(Problem)
A bare number is all that is needed: how many lines below contain the string "white"?

○ ○ ○ ○ ○ ○ ○

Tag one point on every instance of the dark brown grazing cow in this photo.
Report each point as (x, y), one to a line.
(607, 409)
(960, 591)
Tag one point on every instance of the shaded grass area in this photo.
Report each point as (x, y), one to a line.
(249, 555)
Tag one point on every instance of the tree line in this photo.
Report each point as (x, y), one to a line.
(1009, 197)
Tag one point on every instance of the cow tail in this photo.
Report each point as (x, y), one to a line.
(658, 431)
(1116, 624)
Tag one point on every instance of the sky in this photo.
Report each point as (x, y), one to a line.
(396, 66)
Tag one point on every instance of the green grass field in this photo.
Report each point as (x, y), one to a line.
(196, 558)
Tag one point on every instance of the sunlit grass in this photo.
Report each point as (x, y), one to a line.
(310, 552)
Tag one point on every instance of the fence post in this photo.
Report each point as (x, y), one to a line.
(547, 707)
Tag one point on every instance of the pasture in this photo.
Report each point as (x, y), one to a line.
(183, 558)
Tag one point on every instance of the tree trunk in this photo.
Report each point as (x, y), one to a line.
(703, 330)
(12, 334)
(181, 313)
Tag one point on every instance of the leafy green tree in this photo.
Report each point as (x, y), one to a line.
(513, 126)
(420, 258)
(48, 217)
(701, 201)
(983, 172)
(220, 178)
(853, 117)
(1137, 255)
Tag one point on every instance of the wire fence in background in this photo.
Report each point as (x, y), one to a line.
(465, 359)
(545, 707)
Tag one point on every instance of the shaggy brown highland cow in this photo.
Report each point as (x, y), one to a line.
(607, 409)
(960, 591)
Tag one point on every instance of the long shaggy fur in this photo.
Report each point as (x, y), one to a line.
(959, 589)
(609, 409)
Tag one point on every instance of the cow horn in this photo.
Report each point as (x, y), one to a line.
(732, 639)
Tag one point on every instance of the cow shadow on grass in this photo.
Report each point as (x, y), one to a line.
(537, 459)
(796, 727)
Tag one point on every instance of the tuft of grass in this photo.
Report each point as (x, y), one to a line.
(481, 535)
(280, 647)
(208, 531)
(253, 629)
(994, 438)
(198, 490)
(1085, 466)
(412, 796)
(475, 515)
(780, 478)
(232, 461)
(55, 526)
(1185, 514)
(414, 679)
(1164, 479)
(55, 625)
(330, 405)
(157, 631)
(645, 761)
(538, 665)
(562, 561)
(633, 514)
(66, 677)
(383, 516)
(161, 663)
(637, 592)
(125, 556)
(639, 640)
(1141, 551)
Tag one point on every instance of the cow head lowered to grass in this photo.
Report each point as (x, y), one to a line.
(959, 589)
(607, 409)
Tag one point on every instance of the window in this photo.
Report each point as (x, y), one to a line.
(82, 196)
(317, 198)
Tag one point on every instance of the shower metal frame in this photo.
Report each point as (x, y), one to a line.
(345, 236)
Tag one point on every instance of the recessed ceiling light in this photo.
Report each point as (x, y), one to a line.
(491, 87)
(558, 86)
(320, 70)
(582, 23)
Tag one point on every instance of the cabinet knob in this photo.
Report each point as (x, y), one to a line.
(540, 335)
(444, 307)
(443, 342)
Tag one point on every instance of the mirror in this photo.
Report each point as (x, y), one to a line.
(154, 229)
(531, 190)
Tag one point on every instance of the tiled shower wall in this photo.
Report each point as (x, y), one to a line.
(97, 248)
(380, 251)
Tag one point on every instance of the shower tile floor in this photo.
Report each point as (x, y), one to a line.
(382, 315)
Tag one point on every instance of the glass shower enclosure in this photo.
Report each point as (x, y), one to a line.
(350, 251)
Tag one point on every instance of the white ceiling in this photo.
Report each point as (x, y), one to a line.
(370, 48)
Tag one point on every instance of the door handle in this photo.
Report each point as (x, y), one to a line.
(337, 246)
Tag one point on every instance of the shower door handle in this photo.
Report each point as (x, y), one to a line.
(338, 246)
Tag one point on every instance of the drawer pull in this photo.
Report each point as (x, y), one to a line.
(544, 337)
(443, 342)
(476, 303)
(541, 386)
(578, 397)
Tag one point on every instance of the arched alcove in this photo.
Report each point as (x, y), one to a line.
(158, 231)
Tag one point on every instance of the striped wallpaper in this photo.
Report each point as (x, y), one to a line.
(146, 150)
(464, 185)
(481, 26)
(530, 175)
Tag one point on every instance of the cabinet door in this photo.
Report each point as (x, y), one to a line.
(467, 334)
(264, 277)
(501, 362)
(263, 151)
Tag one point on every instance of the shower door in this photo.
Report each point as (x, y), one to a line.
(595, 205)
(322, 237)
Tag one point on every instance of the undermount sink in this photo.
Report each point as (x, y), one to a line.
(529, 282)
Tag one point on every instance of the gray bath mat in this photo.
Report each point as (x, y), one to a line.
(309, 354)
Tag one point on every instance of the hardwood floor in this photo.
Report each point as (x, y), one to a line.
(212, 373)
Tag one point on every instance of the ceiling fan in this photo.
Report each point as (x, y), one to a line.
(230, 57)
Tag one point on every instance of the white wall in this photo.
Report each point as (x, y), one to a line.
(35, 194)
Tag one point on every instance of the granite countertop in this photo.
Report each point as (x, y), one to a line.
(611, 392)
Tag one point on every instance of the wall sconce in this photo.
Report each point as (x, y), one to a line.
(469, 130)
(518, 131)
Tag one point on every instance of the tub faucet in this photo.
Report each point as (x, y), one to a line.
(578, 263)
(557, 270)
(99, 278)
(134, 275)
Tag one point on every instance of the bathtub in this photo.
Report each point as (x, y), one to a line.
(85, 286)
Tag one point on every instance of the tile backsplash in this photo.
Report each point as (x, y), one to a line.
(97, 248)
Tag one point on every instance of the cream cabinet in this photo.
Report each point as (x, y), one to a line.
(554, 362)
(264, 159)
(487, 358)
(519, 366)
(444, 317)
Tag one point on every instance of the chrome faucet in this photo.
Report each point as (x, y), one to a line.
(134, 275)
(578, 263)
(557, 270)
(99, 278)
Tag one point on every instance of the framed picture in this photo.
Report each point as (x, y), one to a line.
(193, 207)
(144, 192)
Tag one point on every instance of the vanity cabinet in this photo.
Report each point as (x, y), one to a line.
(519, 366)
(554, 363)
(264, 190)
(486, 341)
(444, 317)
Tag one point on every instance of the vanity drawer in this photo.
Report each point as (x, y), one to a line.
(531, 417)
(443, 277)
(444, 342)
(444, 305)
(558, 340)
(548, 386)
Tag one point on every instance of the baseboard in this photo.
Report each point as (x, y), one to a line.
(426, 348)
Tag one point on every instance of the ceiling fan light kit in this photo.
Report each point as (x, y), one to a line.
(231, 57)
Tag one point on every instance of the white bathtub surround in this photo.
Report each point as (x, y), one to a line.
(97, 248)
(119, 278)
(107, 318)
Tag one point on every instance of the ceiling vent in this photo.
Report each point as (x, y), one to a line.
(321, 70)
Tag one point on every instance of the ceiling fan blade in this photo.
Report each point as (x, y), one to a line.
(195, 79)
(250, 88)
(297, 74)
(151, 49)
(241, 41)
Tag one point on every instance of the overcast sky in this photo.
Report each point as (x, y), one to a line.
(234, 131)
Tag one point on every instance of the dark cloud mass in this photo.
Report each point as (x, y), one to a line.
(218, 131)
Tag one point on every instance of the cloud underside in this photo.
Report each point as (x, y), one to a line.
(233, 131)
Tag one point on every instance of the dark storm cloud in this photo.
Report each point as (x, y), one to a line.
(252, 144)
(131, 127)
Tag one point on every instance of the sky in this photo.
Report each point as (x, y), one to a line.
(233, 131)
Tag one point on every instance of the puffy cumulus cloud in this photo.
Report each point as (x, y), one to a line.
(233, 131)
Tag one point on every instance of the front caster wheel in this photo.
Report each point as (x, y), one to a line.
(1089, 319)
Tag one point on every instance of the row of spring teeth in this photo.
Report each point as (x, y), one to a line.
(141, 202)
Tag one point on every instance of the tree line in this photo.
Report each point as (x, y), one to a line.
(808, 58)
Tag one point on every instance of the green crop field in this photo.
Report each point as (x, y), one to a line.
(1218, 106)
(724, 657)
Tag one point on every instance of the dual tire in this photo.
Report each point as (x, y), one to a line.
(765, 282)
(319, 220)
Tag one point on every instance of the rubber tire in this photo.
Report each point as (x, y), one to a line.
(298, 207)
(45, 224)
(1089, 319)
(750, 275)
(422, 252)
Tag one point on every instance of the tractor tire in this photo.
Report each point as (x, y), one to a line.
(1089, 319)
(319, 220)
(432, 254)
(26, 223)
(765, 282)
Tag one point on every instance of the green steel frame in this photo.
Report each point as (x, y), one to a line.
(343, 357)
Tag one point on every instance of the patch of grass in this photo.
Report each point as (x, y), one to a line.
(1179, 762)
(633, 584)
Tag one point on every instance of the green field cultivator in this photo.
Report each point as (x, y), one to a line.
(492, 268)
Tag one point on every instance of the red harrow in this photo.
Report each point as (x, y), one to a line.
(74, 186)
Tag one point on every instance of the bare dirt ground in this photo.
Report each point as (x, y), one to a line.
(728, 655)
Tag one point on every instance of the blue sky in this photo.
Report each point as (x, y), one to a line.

○ ○ ○ ○ ○ ○ ○

(Answer to this exercise)
3